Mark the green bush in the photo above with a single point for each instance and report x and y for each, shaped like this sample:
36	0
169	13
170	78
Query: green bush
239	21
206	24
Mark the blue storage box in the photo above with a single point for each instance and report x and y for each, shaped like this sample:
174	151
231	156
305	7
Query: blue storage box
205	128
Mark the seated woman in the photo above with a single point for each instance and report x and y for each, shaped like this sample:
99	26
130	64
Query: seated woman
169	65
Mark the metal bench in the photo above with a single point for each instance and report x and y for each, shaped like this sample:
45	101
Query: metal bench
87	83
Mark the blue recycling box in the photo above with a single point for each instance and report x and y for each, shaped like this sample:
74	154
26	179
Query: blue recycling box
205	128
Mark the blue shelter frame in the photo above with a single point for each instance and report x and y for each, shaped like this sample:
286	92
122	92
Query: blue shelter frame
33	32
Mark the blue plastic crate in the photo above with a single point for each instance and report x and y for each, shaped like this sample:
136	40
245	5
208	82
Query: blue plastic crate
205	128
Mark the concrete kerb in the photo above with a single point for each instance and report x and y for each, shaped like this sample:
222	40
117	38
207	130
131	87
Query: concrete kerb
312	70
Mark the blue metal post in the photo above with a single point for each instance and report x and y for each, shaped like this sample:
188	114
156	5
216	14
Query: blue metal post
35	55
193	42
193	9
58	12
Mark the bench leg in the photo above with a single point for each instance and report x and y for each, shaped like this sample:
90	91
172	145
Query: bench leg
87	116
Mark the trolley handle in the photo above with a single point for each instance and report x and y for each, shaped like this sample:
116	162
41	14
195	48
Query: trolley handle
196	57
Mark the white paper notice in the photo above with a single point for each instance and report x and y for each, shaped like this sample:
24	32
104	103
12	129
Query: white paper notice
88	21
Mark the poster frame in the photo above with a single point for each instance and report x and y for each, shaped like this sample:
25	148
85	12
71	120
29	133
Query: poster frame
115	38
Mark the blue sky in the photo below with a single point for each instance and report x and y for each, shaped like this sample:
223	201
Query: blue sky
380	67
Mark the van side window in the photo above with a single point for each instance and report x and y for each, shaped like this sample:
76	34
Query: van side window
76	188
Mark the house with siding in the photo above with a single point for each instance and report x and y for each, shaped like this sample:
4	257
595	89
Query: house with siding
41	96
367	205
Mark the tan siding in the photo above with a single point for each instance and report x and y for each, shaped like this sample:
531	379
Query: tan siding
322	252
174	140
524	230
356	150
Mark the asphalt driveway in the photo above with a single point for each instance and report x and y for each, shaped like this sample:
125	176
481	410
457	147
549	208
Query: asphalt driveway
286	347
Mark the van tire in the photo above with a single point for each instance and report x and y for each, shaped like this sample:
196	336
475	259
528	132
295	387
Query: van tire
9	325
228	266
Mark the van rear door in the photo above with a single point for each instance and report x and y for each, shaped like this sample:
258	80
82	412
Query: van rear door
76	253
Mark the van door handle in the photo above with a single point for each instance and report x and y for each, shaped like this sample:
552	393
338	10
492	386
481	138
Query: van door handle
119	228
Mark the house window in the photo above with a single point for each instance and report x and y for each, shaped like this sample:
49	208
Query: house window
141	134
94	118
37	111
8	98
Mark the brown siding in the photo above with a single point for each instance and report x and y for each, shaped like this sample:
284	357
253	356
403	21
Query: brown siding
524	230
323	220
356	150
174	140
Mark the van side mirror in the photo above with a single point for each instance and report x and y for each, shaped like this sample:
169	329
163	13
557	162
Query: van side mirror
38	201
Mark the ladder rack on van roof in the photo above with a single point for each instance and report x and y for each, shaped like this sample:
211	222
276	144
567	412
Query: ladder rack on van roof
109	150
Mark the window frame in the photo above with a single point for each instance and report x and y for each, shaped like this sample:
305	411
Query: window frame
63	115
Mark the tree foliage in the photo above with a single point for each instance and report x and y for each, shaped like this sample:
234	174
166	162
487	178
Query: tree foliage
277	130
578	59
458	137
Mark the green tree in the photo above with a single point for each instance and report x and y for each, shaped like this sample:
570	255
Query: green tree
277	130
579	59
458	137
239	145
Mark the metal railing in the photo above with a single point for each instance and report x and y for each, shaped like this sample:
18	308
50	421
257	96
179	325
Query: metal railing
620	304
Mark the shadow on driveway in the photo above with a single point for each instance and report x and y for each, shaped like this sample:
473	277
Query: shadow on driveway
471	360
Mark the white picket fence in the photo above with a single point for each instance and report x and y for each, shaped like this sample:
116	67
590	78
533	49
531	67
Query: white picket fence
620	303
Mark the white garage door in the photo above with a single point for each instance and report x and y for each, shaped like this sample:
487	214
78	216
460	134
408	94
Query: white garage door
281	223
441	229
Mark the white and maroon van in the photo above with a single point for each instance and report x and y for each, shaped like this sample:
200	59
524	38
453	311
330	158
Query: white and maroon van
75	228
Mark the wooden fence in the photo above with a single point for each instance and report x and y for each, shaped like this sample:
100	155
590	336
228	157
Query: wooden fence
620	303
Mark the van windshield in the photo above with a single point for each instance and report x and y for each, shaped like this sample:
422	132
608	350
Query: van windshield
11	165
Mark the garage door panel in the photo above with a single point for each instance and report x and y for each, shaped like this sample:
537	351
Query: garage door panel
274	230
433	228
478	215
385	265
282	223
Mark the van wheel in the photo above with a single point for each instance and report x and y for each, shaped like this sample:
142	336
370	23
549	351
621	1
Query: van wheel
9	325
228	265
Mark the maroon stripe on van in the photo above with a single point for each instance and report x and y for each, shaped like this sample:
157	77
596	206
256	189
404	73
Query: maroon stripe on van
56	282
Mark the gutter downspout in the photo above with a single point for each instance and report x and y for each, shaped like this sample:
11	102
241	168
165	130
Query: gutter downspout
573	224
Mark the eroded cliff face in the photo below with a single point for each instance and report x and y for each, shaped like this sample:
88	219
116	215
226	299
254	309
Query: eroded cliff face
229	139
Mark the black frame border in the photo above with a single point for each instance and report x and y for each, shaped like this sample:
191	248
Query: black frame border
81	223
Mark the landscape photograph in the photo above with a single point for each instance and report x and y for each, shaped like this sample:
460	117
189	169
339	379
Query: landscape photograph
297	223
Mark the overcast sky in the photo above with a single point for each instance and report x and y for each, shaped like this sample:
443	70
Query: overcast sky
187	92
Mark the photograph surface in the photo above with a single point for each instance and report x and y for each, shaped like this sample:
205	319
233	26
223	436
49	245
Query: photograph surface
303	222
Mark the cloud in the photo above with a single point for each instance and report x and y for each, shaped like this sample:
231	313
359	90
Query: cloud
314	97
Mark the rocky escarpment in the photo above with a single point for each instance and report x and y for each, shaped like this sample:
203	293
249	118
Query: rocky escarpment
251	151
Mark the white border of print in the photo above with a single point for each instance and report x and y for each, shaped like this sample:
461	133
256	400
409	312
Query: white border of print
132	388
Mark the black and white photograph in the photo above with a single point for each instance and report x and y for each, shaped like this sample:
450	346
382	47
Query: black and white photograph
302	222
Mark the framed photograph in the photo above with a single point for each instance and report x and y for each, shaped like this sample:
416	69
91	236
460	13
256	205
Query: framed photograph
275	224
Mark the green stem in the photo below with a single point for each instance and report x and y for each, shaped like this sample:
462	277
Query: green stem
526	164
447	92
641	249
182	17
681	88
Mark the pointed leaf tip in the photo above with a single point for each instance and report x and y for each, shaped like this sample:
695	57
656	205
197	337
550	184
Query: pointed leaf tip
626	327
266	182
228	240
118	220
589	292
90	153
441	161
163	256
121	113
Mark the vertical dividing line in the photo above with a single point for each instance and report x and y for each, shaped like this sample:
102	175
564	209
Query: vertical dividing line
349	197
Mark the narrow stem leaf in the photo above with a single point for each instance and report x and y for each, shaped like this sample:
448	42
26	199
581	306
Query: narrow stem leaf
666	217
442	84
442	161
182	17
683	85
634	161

- _WHAT TO DO_: Nothing in the listing should be left out; repeat it exactly.

- _OUTPUT BELOW_:
Mark the green bush in the photo above with a single point for each instance and report x and y for each, shaped like this sample:
36	0
169	13
170	78
Query: green bush
239	21
206	24
Mark the blue storage box in the photo above with a single point for each instance and report x and y for each, shaped like this sample:
174	151
231	156
305	7
Query: blue storage box
205	128
Mark the seated woman in the photo above with a single point for each instance and report x and y for each, shaped like this sample:
99	26
130	64
Query: seated woman
169	65
Mark the metal bench in the photo above with a single point for each instance and report x and y for each, shaped like this sample:
45	101
Query: metal bench
87	83
Mark the blue recycling box in the photo above with a single point for each instance and report x and y for each, shaped like this sample:
74	154
26	179
Query: blue recycling box
205	128
Mark the blue shelter frame in the photo above with a single point for each instance and report x and y for each, shaped like this sample:
286	92
122	92
Query: blue shelter frame
33	32
Mark the blue plastic crate in the photo above with a single point for each instance and report x and y for each, shaped like this sample:
136	40
245	5
208	82
Query: blue plastic crate
205	128
Mark the concrete kerb in the photo above with a single point for each instance and report x and y for each, shaped like this sample:
222	40
117	38
207	130
131	87
Query: concrete kerb
312	70
Mark the blue metal post in the photo above with a single point for each instance and report x and y for each, shaped like this sample:
188	114
156	5
216	14
Query: blue metal post
35	55
193	42
193	9
58	12
Mark the bench leg in the photo above with a single point for each instance and report x and y for each, shaped like this sample:
90	91
172	145
Query: bench leg
87	116
Mark the trolley handle in the photo above with a single point for each instance and report x and y for each, shaped like this sample:
116	162
41	14
195	48
Query: trolley handle
196	57
Mark the white paper notice in the photo above with a single point for each instance and report x and y for each, shaped like this sample:
24	32
104	103
12	129
Query: white paper notice
88	21
Mark the poster frame in the photo above with a single point for each instance and report x and y for each, shaped like this sample:
25	148
85	12
71	120
29	133
Query: poster frame
115	38
Mark the blue sky in the photo below with a single point for each instance and report x and y for each, shaped like this sample:
223	201
Query: blue sky
380	67
Mark the van side window in the photo above with a single point for each instance and report x and y for each, shaped like this sample:
76	34
Query: van side window
76	188
Mark the house with siding in the photo above with a single point for each instance and report x and y for each, shaped like this sample:
4	257
595	89
Query: house with siding
41	96
367	205
Mark the tan siding in the photo above with a single point for each instance and report x and y for each, shaped like this sample:
531	379
Query: tan siding
322	252
174	140
524	230
356	150
Mark the asphalt driveway in the photo above with a single point for each instance and report x and y for each, shaped like this sample:
125	176
481	410
457	147
549	208
Query: asphalt driveway
286	347
Mark the van tire in the photo above with a single point for each instance and report x and y for each, shaped like this sample:
196	336
475	259
528	132
295	387
Query: van tire
9	325
228	266
Mark the van rear door in the photo above with a single point for each instance and report x and y for each, shaped like this sample:
258	80
82	412
Query: van rear door
76	253
Mark the van door handle in the photo above with a single point for each instance and report x and y for each, shaped like this sample:
552	393
338	10
492	386
481	138
Query: van door handle
119	228
Mark the house window in the photo above with a single point for each instance and report x and y for each, shaped like this sample:
49	208
Query: house window
141	134
94	118
37	111
8	98
Mark the brown siding in the photo above with a single point for each instance and report x and y for each, shaped like this sample:
284	357
253	356
403	21
Query: brown siding
524	230
323	220
356	150
174	140
Mark the van side mirror in the photo above with a single point for each instance and report x and y for each, shaped like this sample:
169	329
163	13
557	162
Query: van side mirror
38	201
Mark the ladder rack on van roof in the photo above with a single point for each instance and report x and y for each, shaped like this sample:
211	222
276	144
567	412
Query: ladder rack on van roof
109	150
Mark the window frame in the photo above with a single point for each instance and report x and y for each, shaped like this sample:
305	411
Query: window frame
63	115
Mark the tree foliage in the photo above with a single point for each instance and report x and y for each, shaped like this sample:
234	174
166	162
487	178
Query: tree foliage
277	130
578	59
458	137
Mark the green tree in the photo above with a single point for each instance and report x and y for each, shaped like this sample:
570	255
Query: green tree
277	130
579	59
458	137
239	145
Mark the metal railing in the photo above with a single point for each instance and report x and y for each, shaped like this sample:
18	308
50	421
257	96
179	325
Query: metal railing
620	304
Mark the shadow on driveway in the photo above with a single point for each instance and report x and y for each, shaped like this sample:
473	277
Query: shadow on driveway
471	360
Mark the white picket fence in the photo above with a single point for each instance and report x and y for each, shaped like this sample:
116	67
590	78
533	49
531	67
Query: white picket fence
620	303
Mark the white garage door in the photo above with a single point for each instance and report x and y for each, shaped like this sample:
487	214
78	216
460	134
408	94
Query: white garage door
281	223
441	229
Mark the white and maroon van in the photo above with a single point for each instance and report x and y for each, shaped like this sample:
200	59
524	38
453	311
330	158
Query: white and maroon van
75	228
Mark the wooden fence in the photo above with a single point for each instance and report x and y for each, shaped like this sample:
100	155
590	336
228	157
Query: wooden fence
620	303
Mark the van windshield in the photo above with a single point for each instance and report x and y for each, shaped like this sample:
422	132
608	350
Query: van windshield
11	165
Mark the garage door panel in the photo above with a single point for each instance and report x and y for each, shaped like this sample:
537	351
Query: garage door panel
274	230
433	228
478	215
385	265
282	223
Mark the van wheel in the photo above with a single point for each instance and report x and y for each, shaped like this sample:
142	336
370	23
549	351
621	1
Query: van wheel
9	325
228	265
Mark the maroon stripe on van in the photo above with a single point for each instance and report x and y for each, shaped like this sample:
157	77
596	206
256	189
404	73
Query: maroon stripe on van
56	282
Mark the gutter downspout in the photo above with a single point for each instance and report x and y for each, shaped like this sample:
11	102
241	168
165	130
Query: gutter downspout
573	224
Mark the eroded cliff face in the photo below with a single point for each instance and report x and y for each, shaped like this sample:
88	219
116	215
226	299
254	309
Query: eroded cliff face
229	139
Mark the black frame border in the photo above with a single point for each instance and report x and y for each, shaped like this sample:
191	248
Query: black frame border
81	223
Mark the landscape photograph in the photo above with a single point for each instance and report x and y for each, shaped like this sample:
460	117
189	169
339	379
Query: landscape photograph
297	223
Mark the overcast sky in the photo above with a single point for each instance and report x and y for each, shaped like this sample:
443	70
Query: overcast sky
187	92
Mark the photograph surface in the photo above with a single point for each instance and report x and y for each, shaped like this sample:
205	319
233	26
223	436
49	245
Query: photograph surface
303	222
Mark the cloud in the photo above with a single point for each instance and report x and y for each, shaped like this sample:
231	313
359	90
Query: cloud
314	97
Mark the rocky escarpment in the photo above with a single point for each instance and report x and y for each, shaped like this sample:
203	293
249	118
Query: rocky escarpment
251	151
Mark the white border of print in the photo above with a single point for each instance and report x and y for each, shaped like this sample:
461	133
256	400
409	312
Query: white border of print
132	388
Mark the black and white photograph in the photo above with a single point for each instance and report x and y for each, shaped like this sample:
450	346
382	47
Query: black and white photograph
302	222
Mark the framed photograph in the photo above with a single point for each instance and report x and y for each, shaped like this sample:
416	69
91	236
460	13
256	205
Query: framed photograph
275	224
Mark the green stem in the photo below with a single point for each instance and report x and y for each, shaped like this sample:
462	277
Query: green stem
526	164
447	92
641	249
182	17
681	88
Mark the pointed leaf tip in the photo above with a single point for each instance and report x and y for each, shaped like this sample:
695	57
656	205
197	337
550	184
Query: pointed leaf tip
626	327
266	182
228	240
118	220
589	292
90	153
441	161
163	256
121	113
Mark the vertical dividing line in the photo above with a single point for each instance and report x and y for each, shaped like this sample:
102	175
564	209
Query: vertical dividing line
349	197
Mark the narrow stem leaf in the photo above with a single point for each instance and report x and y for each, shaped like this sample:
448	42
26	199
581	306
Query: narrow stem leaf
666	217
442	84
442	161
182	17
683	85
634	161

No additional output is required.